[Dataset excerpt]
===

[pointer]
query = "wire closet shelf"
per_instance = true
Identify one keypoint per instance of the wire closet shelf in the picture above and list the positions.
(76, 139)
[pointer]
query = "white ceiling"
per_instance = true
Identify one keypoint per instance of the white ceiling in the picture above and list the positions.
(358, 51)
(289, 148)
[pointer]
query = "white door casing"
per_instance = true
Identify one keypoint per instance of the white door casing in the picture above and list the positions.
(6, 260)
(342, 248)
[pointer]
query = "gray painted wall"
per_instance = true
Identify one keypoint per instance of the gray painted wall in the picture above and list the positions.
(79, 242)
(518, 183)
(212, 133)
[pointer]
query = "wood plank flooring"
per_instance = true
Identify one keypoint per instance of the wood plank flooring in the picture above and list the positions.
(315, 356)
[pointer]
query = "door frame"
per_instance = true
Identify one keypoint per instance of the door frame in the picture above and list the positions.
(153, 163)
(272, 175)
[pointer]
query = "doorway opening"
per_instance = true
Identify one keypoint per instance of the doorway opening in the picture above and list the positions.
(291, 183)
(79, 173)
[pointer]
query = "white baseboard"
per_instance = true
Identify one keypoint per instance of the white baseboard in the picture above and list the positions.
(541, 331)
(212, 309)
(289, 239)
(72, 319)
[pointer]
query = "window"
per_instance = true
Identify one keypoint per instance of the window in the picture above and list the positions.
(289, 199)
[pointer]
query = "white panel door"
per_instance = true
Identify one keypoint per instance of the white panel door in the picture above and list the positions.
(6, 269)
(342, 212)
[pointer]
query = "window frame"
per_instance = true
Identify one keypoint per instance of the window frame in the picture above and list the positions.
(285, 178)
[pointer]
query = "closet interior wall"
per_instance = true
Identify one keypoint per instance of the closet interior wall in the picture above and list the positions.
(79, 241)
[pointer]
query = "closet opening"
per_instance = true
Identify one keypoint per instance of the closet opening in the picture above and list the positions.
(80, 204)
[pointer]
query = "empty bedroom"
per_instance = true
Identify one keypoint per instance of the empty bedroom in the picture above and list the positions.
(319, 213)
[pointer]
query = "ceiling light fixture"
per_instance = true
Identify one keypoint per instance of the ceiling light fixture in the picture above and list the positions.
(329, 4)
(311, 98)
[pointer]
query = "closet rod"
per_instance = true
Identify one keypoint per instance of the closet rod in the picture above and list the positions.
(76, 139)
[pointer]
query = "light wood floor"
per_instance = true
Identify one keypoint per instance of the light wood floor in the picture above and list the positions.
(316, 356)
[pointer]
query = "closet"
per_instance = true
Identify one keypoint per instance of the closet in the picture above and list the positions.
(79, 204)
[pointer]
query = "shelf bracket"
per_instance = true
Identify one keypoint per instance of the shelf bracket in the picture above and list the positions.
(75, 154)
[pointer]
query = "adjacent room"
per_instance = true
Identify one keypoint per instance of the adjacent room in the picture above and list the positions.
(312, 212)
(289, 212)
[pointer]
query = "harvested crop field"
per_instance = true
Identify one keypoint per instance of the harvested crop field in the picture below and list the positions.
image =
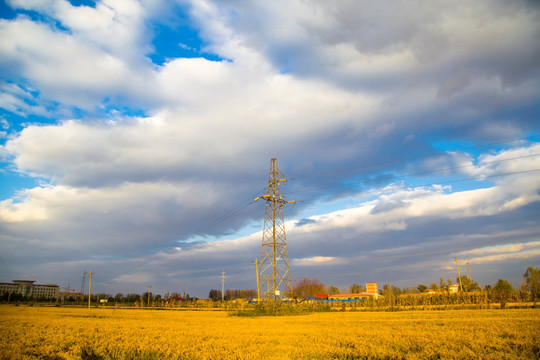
(76, 333)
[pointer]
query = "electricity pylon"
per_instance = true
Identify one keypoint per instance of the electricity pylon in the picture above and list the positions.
(274, 272)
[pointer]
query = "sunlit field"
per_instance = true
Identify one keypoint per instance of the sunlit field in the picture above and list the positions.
(75, 333)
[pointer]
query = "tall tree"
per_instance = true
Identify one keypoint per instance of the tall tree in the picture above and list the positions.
(468, 284)
(502, 291)
(532, 282)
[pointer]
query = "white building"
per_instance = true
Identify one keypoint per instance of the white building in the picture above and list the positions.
(28, 288)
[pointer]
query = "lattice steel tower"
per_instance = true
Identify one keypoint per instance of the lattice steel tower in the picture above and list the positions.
(273, 271)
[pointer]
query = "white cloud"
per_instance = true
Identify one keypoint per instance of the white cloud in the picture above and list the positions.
(316, 260)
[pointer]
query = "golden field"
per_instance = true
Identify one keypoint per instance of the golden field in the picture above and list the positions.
(76, 333)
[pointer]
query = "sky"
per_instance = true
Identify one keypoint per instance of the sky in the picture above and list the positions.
(135, 135)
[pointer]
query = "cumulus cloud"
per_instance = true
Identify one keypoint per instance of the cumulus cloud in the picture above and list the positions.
(365, 105)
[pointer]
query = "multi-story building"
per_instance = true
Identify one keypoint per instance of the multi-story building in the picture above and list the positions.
(28, 288)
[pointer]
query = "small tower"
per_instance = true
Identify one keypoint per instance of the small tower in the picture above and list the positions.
(273, 271)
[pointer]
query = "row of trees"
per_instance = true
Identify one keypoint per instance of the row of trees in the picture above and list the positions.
(531, 283)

===

Without the pictures, write out all of the material exactly.

[pointer]
query = "wire closet shelf"
per_instance = true
Identify one keypoint per instance of the wire closet shelf in the picture above and list the positions.
(76, 139)
[pointer]
query = "white ceiling"
per_instance = true
Identify one keypoint per instance of the white ceiling in the picture above and list the positions.
(358, 51)
(289, 148)
[pointer]
query = "white door casing"
per_instance = true
Identify one keypoint per instance of the white door casing in the picture above and list the positions.
(6, 260)
(342, 248)
[pointer]
query = "gray painted wall"
per_instance = true
Identify one keypoint per instance of the gray painted wall in the picture above and list the positions.
(79, 242)
(518, 183)
(212, 133)
[pointer]
query = "wood plank flooring"
per_instance = true
Identify one keypoint per instance of the wood plank flooring in the picture above and list the positions.
(315, 356)
[pointer]
query = "door frame"
per_instance = true
Identify one keypoint per instance of the door frame in the picture above and list the positions.
(153, 163)
(272, 175)
[pointer]
query = "doorway opening"
per_instance = true
Identify one keypoint per instance of the doorway opening in the picture above and list the positions.
(291, 183)
(79, 173)
[pointer]
query = "white baseboard"
per_instance = true
Identify one keypoint per instance of the white baseboard in the picture above and list the positions.
(541, 331)
(212, 309)
(289, 239)
(72, 319)
[pointer]
query = "window"
per_instance = true
Identify one keypoint per instance of the window in the picture above and list the positions.
(289, 199)
[pointer]
query = "white panel door"
per_instance = true
Identify one keypoint per instance of the white panel door in the picture above and list the positions.
(6, 269)
(342, 212)
[pointer]
query = "window frame"
per_instance = true
Identify one keypoint per instance of the window frame in the picture above and list the positions.
(285, 178)
[pointer]
query = "closet interior wall"
per_instance = true
Identify one keypoint per instance of the closet interior wall in the picture above and list the positions.
(79, 241)
[pointer]
query = "closet opening"
per_instance = true
Identify one keypoint per instance of the closet opening in the picture above and list the positions.
(80, 204)
[pointer]
query = "empty bedroom"
per_instance = true
Identify one keypoint per instance of the empty bedroom in the picture above and list the positions.
(319, 213)
[pointer]
query = "ceiling light fixture"
per_instance = true
Identify one keypoint per instance of the ceiling light fixture in the picture above and list the positions.
(329, 4)
(311, 98)
[pointer]
query = "closet rod"
per_instance = true
Identify one keypoint per instance of the closet rod in the picture above and list the positions.
(76, 139)
[pointer]
query = "light wood floor"
per_instance = true
Identify one keypoint per instance of the light wood floor in the picture above and list the positions.
(316, 356)
[pointer]
query = "closet"
per_instance = true
Identify one keypoint per instance of the closet in the picture above and list the positions.
(79, 204)
[pointer]
query = "shelf bracket"
per_instance = true
Identify one keypoint per instance of the shelf bracket in the picture above and list the positions.
(75, 154)
[pointer]
query = "adjacent room"
per_instance = true
Identify one keypoint per instance of the adjacent room in the picture above and list the positions.
(312, 212)
(289, 212)
[pointer]
query = "harvested crop field"
per_instance = true
Identify one keypoint per instance of the harvested crop field in the picture below and list the positions.
image =
(76, 333)
[pointer]
query = "electricity pylon"
per_instance = true
Identify one keypoint per instance of the electricity pylon in the picture above and list the positions.
(274, 272)
[pointer]
query = "sunlit field"
per_instance = true
Identify one keypoint per instance of the sunlit field in the picture above and list the positions.
(75, 333)
[pointer]
query = "tall tree"
per_instance = true
Identify one keypoint per instance of the tall tree in the picture above and list the positions.
(468, 284)
(502, 291)
(532, 282)
[pointer]
query = "white building"
per_instance = true
Identify one keypoint per instance of the white building in the picture above and list the positions.
(28, 288)
[pointer]
query = "lattice steel tower"
per_instance = true
Identify one keypoint per instance of the lattice steel tower in the picture above and list the positions.
(273, 271)
[pointer]
query = "white cloud"
per_instance = true
Identify one keypoint per instance of the white cloud in the picture above and list the positions.
(316, 260)
[pointer]
query = "golden field"
per_instance = true
Identify one keypoint per instance of the golden field in the picture above and list the positions.
(76, 333)
[pointer]
query = "sky"
per_instance = true
Identify one keypoint per instance of the sky in the picture above and list the positions.
(135, 135)
[pointer]
query = "cumulus cloud"
per_instance = true
Identify one keypoint per instance of the cumulus cloud in the picture above and list the positions.
(365, 105)
[pointer]
query = "multi-story building"
per_instance = true
Identify one keypoint per instance of the multi-story building in the picture above and list the positions.
(28, 288)
[pointer]
query = "small tower"
per_instance = true
Identify one keypoint per instance of the small tower in the picture above and list the positions.
(273, 271)
[pointer]
query = "row of trees"
per_instance = true
Identify one keypoint per instance of the row of trees in the picture above and list the positions.
(531, 283)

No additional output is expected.